[Part of a data file]
....

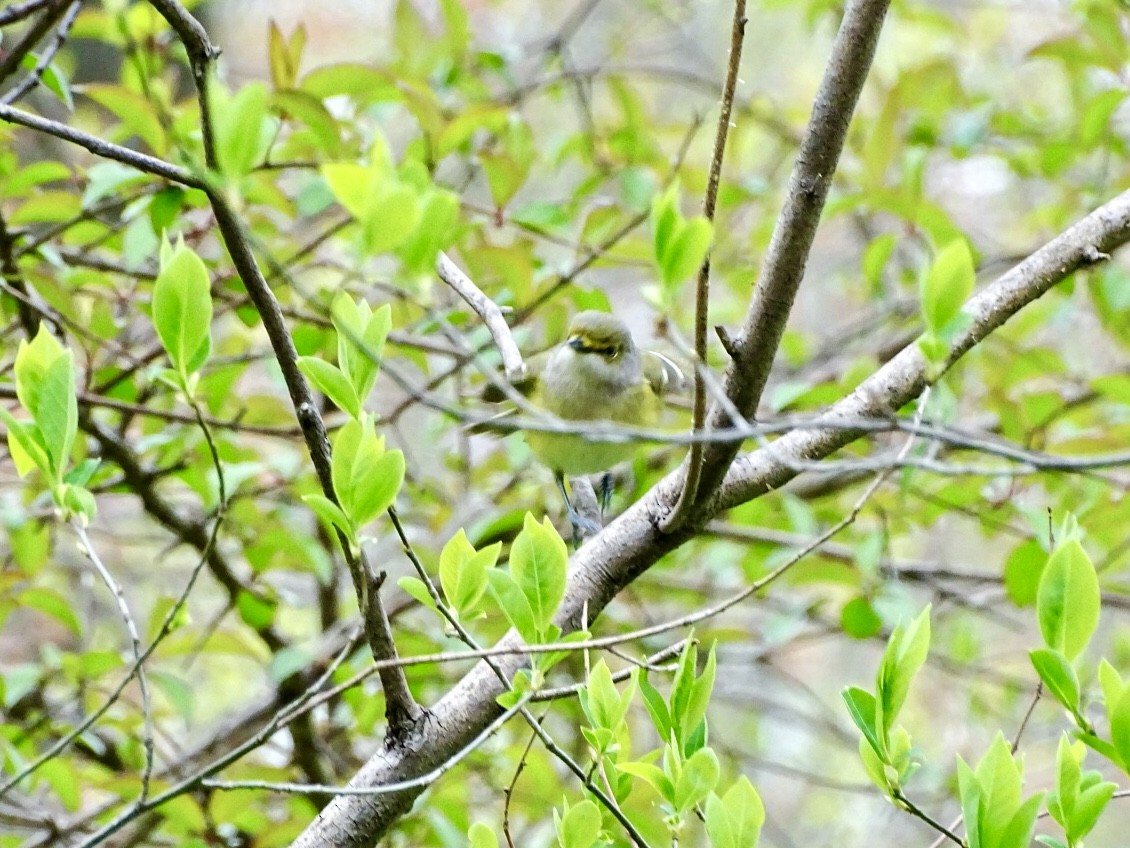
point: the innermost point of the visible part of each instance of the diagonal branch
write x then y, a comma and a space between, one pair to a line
792, 239
401, 710
629, 545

....

## EXERCISE AIM:
Give the records above as a JSON list of strings with one string per line. Leave out blank lines and the pictures.

## IN RESPONSE:
[
  "point: the innermost point of the visible part of each instance of the diagonal branch",
  "write x then y, a comma and a space between, one pair to a line",
  "792, 239",
  "401, 710",
  "629, 545"
]